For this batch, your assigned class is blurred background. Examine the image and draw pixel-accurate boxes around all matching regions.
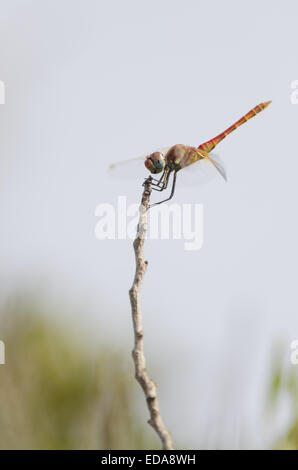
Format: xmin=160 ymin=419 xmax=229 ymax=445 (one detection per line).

--

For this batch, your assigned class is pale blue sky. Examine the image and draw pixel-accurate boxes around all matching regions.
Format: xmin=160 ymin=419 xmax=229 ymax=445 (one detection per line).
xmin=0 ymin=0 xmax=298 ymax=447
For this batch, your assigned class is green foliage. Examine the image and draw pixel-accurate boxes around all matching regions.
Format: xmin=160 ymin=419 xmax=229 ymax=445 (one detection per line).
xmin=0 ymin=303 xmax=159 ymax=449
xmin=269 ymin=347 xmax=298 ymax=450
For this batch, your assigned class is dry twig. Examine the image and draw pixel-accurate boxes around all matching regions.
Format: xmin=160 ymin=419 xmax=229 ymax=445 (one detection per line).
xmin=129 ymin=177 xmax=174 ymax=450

==

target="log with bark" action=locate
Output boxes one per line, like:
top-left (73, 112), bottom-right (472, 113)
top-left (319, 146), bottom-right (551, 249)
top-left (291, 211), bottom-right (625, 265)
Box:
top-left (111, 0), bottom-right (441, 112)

§ **REQUIRED TASK**: Copy out the lines from the one with "For this batch, your assigned class is dry" up to and including the one with "xmin=129 ymin=177 xmax=174 ymax=450", and only those lines. Multiply each answer box coordinate by 1.95 and round to a whole number, with halves going up; leave the request wording and its format sample unchanged.

§ **TASK SOLUTION**:
For this batch, your assigned class is dry twig. Examine the image and draw pixel-accurate boxes around all matching regions.
Format: xmin=160 ymin=419 xmax=229 ymax=445 (one detection per line).
xmin=252 ymin=345 xmax=339 ymax=878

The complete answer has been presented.